REQUIRED ACTIONS –
A) Answer these about the section on empirical evidence, benefits, and limitations:
(i) On A100 plus ModernBERT, what p99 latency does the vLLM router report for embedding?
(ii) By how much does demand-driven evaluation reduce total signal extraction latency compared with exhaustive evaluation?
(iii) What relative improvement does AOrchestra report against the strongest baseline when paired with Gemini-3-Flash?
B) Carry the section on empirical evidence, benefits, and limitations forward from its last sentence.

Segment Start: PAGE EXTRACT

6. Empirical evidence, benefits, and limitations
The strongest current evidence is systems-oriented. In the vLLM router, heuristic signals run in sub-ms to less than 1 ms, while learned signals occupy the 10–120 ms range; on A100 plus ModernBERT, embedding has median 15 ms and p99 45 ms, domain median 60 ms and p99 120 ms, fact-check median 55 ms and p99 110 ms, modality median 50 ms and p99 100 ms, and complexity, preference, and feedback about 50–55 ms median. Demand-driven evaluation with only 3–5 active signal types out of 11 reduces total signal extraction latency by 50–70% versus exhaustive evaluation. Decision evaluation itself costs less than 0.1 ms for 10 decisions times 3 conditions and less than 0.5 ms for 100 decisions times 5 conditions. The same paper reports 100% exact-match semantic-cache hit rate, 60–80% paraphrase hit rate, and lookup latency below 5 ms at similarity threshold 7; for six tasks, independent models require 3438 MB while the LoRA architecture uses 575 MB (Liu et al., 23 Feb 2026).
Comparable evidence appears in other orchestration settings. AgenticScholar reports that enabling predefined plan selection reduces planning input and output tokens and planning time by more than 90%, and its self-correction loop solves 62.5% of complex Tier-2 queries with no repair and 100% within three repairs (Lan et al., 14 Mar 2026). ComposeRAG reports up to a 15% accuracy improvement over fine-tuning-based methods and up to a 5% gain over reasoning-specialized pipelines under identical retrieval conditions, while its verification-first design reduces ungrounded answers by over 10% in low-quality retrieval settings and by approximately 3% with strong corpora (Wu et al., 30 May 2025). AOrchestra reports a 16.28% relative improvement against the strongest baseline when paired with Gemini-3-Flash (Ruan et al., 3 Feb 2026), and LEMON reports state-of-the-art performance among the evaluated multi-agent orchestration methods on six reasoning and coding benchmarks (Chen et al., 14 May 2026).

Segment End: PAGE EXTRACT
Segment Start: INFORMATION PROVIDED

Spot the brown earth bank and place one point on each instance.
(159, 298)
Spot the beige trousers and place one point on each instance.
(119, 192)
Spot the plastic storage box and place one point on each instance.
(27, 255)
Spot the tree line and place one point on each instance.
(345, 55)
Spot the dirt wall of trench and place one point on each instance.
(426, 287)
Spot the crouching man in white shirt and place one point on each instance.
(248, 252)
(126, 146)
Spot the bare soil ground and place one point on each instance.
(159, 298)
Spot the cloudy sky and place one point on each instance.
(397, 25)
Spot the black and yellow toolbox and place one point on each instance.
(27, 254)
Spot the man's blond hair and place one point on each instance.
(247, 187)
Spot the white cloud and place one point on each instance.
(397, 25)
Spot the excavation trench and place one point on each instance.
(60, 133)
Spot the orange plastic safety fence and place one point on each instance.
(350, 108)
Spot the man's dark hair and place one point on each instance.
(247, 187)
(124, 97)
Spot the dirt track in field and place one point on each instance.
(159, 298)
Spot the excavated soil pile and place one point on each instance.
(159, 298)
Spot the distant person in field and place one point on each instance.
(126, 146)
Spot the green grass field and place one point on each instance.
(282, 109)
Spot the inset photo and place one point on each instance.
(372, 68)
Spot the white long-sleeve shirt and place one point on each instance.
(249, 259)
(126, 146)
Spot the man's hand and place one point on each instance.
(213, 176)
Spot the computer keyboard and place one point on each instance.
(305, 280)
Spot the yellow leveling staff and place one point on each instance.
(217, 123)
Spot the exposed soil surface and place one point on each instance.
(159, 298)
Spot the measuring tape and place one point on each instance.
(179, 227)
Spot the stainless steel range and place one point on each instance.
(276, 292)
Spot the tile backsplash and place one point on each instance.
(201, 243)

Segment End: INFORMATION PROVIDED
Segment Start: INFORMATION PROVIDED

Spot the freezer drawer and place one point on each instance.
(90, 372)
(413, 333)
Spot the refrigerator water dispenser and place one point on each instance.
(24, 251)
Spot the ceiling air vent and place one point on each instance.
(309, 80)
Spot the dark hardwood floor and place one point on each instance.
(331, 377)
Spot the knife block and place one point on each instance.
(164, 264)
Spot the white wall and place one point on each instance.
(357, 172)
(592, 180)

Segment End: INFORMATION PROVIDED
Segment Start: INFORMATION PROVIDED

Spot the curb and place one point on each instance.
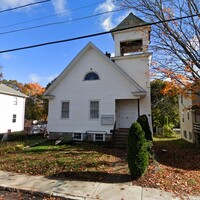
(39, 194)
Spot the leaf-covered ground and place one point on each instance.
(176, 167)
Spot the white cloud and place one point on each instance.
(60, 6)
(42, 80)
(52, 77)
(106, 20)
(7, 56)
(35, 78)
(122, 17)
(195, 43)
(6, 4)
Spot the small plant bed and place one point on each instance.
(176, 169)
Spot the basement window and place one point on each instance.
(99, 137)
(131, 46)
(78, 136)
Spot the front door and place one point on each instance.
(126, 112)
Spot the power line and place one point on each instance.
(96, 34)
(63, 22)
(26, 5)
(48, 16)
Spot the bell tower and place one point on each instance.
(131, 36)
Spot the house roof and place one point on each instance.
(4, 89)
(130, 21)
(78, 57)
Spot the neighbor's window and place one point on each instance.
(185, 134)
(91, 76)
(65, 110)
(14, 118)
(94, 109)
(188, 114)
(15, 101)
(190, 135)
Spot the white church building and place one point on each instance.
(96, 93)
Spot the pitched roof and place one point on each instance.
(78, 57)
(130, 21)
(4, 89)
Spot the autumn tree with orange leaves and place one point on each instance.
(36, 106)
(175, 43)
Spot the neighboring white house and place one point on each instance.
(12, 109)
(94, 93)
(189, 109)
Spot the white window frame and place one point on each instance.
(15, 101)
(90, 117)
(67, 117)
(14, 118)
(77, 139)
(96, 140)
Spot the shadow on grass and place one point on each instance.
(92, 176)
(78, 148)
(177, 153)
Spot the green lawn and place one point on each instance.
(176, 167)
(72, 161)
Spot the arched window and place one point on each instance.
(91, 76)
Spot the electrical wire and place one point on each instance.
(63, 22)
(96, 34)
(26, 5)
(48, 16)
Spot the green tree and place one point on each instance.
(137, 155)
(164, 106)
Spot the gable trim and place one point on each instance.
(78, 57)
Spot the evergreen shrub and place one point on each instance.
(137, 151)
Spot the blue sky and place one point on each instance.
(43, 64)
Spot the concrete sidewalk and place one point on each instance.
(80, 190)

Segment End: INFORMATION PROVIDED

RESULTS –
A)
(i) 45 ms
(ii) 50–70%
(iii) 16.28%

B)
Several limits recur across the literature. Composable signal orchestration is not equivalent to a monolithic classifier or a simple message bus; role-based compliance, per-decision no-cache rules, protocol-boundary gates, and backend-auth heterogeneity are exactly the cases cited as poorly expressed by monolithic routing approaches (Liu et al., 23 Feb 2026). Verification guarantees also stop at specific boundaries: declarative compilation can guarantee exhaustive routing and structural audit consistency, but not classifier correctness, workflow sequencing outside policy checkpoints, tool correctness, or prompt correctness (Chen et al., 28 Mar 2026). In orchestration-trace RL, explicit counterfactual message-level credit remains sparse and no explicit RL training method for stopping was found in the curated pool (Zhang, 4 May 2026). The field therefore supports a precise but bounded conclusion: composable signal orchestration is now a recognizable control-plane pattern, but its strongest guarantees remain structural, policy-level, and systems-level rather than fully semantic or end-to-end.